[Records]
::::
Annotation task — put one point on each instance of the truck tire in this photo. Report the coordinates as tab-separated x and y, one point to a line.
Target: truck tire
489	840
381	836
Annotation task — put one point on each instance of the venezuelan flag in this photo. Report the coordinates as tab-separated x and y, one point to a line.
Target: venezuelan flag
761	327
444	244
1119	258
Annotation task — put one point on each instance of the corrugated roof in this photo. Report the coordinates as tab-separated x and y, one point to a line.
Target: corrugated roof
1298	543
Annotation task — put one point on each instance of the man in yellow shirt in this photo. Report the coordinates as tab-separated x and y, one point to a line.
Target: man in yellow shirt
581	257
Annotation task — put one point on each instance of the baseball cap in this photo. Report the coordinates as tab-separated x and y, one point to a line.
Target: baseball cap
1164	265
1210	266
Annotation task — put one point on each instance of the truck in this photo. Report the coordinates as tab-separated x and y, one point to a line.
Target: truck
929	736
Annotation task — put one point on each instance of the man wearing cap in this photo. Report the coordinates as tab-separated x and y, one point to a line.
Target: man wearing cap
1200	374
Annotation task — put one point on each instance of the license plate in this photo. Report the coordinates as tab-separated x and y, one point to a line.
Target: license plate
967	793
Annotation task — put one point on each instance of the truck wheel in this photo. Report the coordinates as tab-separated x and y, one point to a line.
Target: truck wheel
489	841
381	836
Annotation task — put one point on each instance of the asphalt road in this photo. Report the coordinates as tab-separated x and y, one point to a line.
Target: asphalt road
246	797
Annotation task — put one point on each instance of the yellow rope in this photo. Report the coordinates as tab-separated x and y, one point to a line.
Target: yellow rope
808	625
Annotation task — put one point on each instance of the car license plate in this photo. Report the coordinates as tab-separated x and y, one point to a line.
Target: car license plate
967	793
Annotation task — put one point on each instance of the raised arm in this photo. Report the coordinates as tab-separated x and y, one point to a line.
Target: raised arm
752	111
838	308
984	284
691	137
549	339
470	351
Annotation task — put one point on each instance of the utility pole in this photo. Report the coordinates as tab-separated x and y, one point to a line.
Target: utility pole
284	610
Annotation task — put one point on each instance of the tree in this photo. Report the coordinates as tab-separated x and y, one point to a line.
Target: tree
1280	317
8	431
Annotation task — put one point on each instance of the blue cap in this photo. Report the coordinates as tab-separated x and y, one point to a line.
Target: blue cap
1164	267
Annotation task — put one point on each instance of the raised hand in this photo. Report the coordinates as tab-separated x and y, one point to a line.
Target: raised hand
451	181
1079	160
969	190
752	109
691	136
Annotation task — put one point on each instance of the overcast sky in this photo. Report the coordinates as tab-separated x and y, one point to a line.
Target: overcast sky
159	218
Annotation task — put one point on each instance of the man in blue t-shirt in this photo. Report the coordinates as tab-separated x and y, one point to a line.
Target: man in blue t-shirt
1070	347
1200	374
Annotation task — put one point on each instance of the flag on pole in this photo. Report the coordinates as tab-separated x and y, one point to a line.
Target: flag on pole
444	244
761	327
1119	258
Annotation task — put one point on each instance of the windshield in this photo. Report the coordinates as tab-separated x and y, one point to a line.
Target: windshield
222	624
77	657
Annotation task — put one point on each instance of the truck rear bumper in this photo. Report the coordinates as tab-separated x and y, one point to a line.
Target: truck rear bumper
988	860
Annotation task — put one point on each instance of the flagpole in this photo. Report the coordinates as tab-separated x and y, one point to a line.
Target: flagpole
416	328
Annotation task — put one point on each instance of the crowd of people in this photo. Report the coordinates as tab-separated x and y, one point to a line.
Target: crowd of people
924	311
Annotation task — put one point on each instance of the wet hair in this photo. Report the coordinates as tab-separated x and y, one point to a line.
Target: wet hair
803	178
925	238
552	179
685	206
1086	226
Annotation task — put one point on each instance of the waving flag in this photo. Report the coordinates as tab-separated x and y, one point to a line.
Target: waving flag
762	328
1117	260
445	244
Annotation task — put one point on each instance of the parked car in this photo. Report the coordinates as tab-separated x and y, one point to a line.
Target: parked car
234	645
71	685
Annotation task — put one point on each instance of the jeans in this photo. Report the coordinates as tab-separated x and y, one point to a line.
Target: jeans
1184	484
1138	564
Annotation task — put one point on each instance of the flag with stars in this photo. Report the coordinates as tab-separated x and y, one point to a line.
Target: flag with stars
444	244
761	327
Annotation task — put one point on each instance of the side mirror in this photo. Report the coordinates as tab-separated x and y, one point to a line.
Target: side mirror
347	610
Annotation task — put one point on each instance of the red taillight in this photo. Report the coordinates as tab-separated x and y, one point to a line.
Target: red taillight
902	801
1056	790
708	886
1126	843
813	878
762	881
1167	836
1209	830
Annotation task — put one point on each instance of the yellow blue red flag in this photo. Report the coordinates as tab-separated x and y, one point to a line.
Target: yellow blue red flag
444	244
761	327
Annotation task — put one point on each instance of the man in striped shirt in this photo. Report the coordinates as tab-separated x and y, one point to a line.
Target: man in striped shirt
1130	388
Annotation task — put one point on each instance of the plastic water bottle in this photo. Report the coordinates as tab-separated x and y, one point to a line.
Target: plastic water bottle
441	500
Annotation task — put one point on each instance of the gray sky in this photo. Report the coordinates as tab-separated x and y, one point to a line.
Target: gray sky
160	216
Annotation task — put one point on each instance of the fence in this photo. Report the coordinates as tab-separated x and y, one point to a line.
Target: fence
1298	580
::::
GOAL
From the records above, please extract every line and repeat it exactly.

TASK SOLUTION
Annotation task — put one point on each instance of the truck tire in this photo. Report the coordinates as tab-separated x and y, one point to a line.
Target: truck tire
489	840
381	836
Annotation task — put one point on each instance of the venezuelan flag in this photo. Report the coordinates as tab-separated x and y, one point to a line.
Target: venezuelan flag
761	327
444	244
1119	258
Annotation task — put one point on each instance of the corrugated roof in this photo. Report the coordinates as tab-separated x and y, one point to a line.
Target: corrugated roof
1298	543
Annotation task — put one point on each instance of the man in yellow shirt in this photo. Report the coordinates as tab-separated x and y, one point to a line.
Target: man in yellow shirt
581	257
Annotation task — put one point on each instance of the baseball cap in this photo. Report the coordinates as tab-separated x and y, one point to a line.
Target: baseball cap
1164	265
1210	266
Annotation task — put one point on each instance of the truck in this photo. Report the coordinates as tab-separated x and y, one point to a line.
Target: truck
929	736
Annotation task — put one point on each instance of the man wearing cap in this photo. Report the coordinates as tab-separated x and y, one point to a line.
Target: man wearing cap
1200	374
Annotation task — put one point on each instance of the license plate in this photo. Report the coordinates as tab-separated x and y, one point to a line.
Target: license plate
967	793
Annotation task — put one point on each instance of the truck wheel in this photo. Report the coordinates as tab-separated x and y, one point to a line.
Target: truck wheel
489	841
381	836
Annotation task — put one point on each instance of the asphalt road in this photo. Report the coordinates as tab-separated x and y, one point to a line.
Target: asphalt road
246	797
Annotation task — put one point on each instance of the yellow rope in this photo. Report the coordinates as tab-separated x and y, one point to a line.
Target: yellow rope
808	625
Annotation task — put one point on each instance of the car license plate in this photo. Report the coordinates as tab-separated x and y, one point to a line.
Target: car license plate
967	793
Annotation task — put one point on each instance of the raised arm in this photo. Report the coordinates as tab-separated x and y, one point to a line.
Target: raised arm
752	111
838	308
984	284
691	137
549	339
470	351
Annotation task — put one point on each instance of the utility pole in this photo. Report the coordinates as tab-separated x and y, one point to a line.
Target: utility pole
284	610
Annotation task — put one point on each instance of the tree in this photo. Report the coordinates as tab-separated x and y, one point to a line.
Target: tree
1280	317
8	431
Annotation task — put one point on each instance of the blue cap in this photo. Report the coordinates as tab-separated x and y, one point to a line.
Target: blue cap
1164	267
Annotation task — put one point on each instance of the raised hand in this photo. Report the coordinates as tab-separated x and y, one point to a line.
Target: raised hand
451	181
1079	160
969	190
752	109
691	136
Annotation task — put one point on each instance of the overcast sky in this photo. Report the coordinates as tab-separated x and y, one point to a line.
Target: overcast sky
159	218
Annotation task — put one point on each instance of the man in blue t-shirt in this photo. Report the coordinates as tab-separated x and y, one point to a line.
Target: man in blue t-shirt
1070	347
1200	374
Annotation task — put one point on each instance of the flag on pole in this photo. Report the coordinates as tab-separated x and y, one point to a line.
Target: flag on pole
444	244
761	327
1119	258
Annotation task — put one point on each instance of the windshield in this photo. Report the coordinates as tab-separated x and y, one point to a line.
Target: windshield
222	624
77	657
Annotation task — put one point on each instance of the truck rear bumper in this photo. Report the coordinates as tab-separated x and y, one point to a line.
Target: truck rear bumper
988	860
Annotation task — put one point on each instance of the flagpole in this photo. Report the coordinates as tab-separated x and y, one point to a line.
Target: flagpole
416	328
Annotation task — put one point on each instance of the crowd of people in this photo. Report the coordinates as tab-separated x and y, one point to a line.
Target: crowd of people
924	311
Annotation task — put one point on each instance of the wet hair in this photo. Report the coordinates as tab-separated x and y, one point to a line.
Target: wet hair
803	178
925	238
552	179
685	206
1086	226
Annotation task — put one point on each instance of the waving flag in this photo. Report the coordinates as tab-separated x and y, one point to a line.
Target: waving flag
762	328
1117	260
445	244
Annotation task — put one point on each instance of the parked car in this photo. Report the coordinates as tab-separated x and y, one point to a line.
Target: parked car
234	645
71	685
Annotation task — put one point on each instance of the jeans in this photo. Report the coordinates as tab-separated x and y, one point to a line.
Target: jeans
1184	484
1138	564
Annotation task — put one point on each instance of the flag with stars in this photo. Report the coordinates as tab-separated x and y, one point to a line.
Target: flag with stars
444	244
761	327
Annotation task — put one point on each instance of the side mirror in this photo. Report the coordinates as tab-separated x and y, one point to a line.
Target: side mirror
347	610
Annotation task — put one point on each instance of the red taillight in this photo. Report the coordinates as tab-separated x and y, one point to a line.
Target: red taillight
902	801
1056	790
708	886
1126	843
813	878
762	881
1167	836
1209	830
Annotation task — put one point on each instance of the yellow blue red flag in this photo. Report the coordinates as tab-separated x and y, one point to a line.
Target: yellow blue red flag
444	244
761	327
Annotation task — put one point on each instance of the man in striped shirt in this photo. Report the coordinates as tab-separated x and y, one point to a line.
Target: man in striped shirt
1130	388
Annotation task — put one point on each instance of the plastic water bottle in this photo. Report the coordinates as tab-separated x and y, one point to a line.
Target: plastic water bottle
441	500
Annotation task — put one point on each instance of the gray sky in this photo. Report the coordinates as tab-separated x and y, one point to a line.
Target: gray sky
160	216
Annotation task — put one point on each instance of the fence in this photo. Report the coordinates as tab-separated x and y, one point to a line.
Target: fence
1298	580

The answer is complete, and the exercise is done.